Point-per-instance localization data
>>>>

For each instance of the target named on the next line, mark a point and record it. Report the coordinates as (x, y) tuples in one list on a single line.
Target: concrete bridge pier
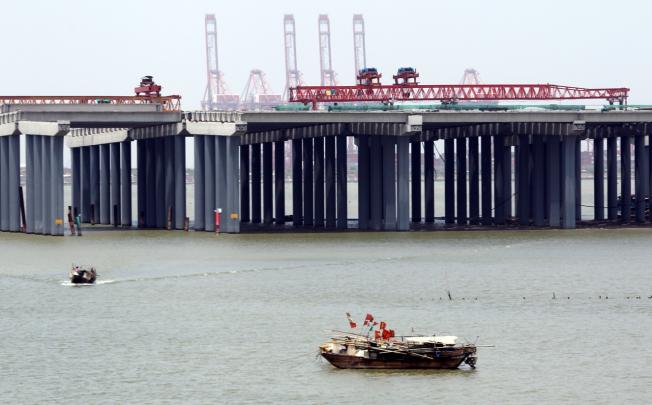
[(308, 183), (500, 206), (5, 192), (125, 183), (485, 163), (462, 207), (625, 177), (415, 174), (553, 186), (389, 182), (523, 170), (329, 178), (105, 197), (245, 184), (75, 157), (319, 164), (642, 177), (297, 183), (449, 178), (256, 194), (116, 202), (268, 183), (474, 180), (598, 178), (429, 181), (363, 182), (612, 178), (279, 182), (200, 210)]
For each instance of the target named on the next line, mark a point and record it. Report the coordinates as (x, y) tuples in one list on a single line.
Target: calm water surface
[(199, 318)]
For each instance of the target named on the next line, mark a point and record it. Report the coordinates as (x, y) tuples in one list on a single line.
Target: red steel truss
[(169, 103), (448, 93)]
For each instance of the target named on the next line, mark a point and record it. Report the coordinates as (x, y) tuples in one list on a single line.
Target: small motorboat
[(384, 350), (82, 275)]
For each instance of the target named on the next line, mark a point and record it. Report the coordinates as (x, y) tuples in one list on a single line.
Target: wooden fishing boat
[(82, 275), (348, 350)]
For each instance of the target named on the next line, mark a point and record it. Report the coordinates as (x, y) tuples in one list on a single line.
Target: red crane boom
[(448, 93)]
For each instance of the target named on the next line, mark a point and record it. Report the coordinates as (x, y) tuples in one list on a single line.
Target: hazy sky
[(103, 47)]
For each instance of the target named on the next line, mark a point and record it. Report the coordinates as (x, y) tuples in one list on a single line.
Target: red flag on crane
[(352, 324)]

<<<<

• _Problem description_:
What is needed is an exact copy of every entry, with the pictures removed.

• _Output for this exercise_:
For each instance of the target named on the next line, mark a point and record it. Report the coordinates as (x, y) tuples in one list on a single line.
Target: concrete bridge pier
[(308, 183), (500, 206), (5, 192), (125, 183), (485, 163), (462, 207), (625, 177), (415, 174), (553, 186), (389, 182), (523, 170), (329, 178), (105, 197), (245, 184), (75, 157), (319, 164), (642, 177), (297, 183), (449, 178), (256, 194), (116, 202), (268, 183), (474, 180), (598, 178), (429, 181), (363, 182), (612, 178), (279, 182), (200, 210)]
For each instance of the target named on the next line, mark a point and record it. Report the coordinates as (x, y) tuples in one list on a single line.
Target: calm water surface
[(199, 318)]
For each instance of the target named on the next line, mark a point and record it. Report the coordinates as (x, y) tuples in one list on a single line.
Target: red steel truss
[(169, 103), (448, 93)]
For each instance of the target named on the next line, mark a point and record it. Report the coordinates as (x, y) tuples in one list on a single line.
Target: small motorboat
[(384, 350), (82, 275)]
For each instance of the target named on the next line, mark a point and record it. Report the coordinates as (x, y) tuples in one list on a single line.
Target: wooden fishing boat
[(82, 275), (348, 350)]
For each instance of the target named on the next line, mark a point and record it. Report the coordinates as (x, y) tuples in one list on a single line.
Target: red crane boom
[(448, 93)]
For each instance of the target named on the next line, mark a point and record it. Report the coordinates as (x, y) tuples in one list on a single line.
Target: hazy sky
[(103, 47)]
For each instance of the target named on the next line, mark a point and record it. Report the coordinates as (x, y) tuples in one list on a single line.
Target: red flag on crane
[(352, 324)]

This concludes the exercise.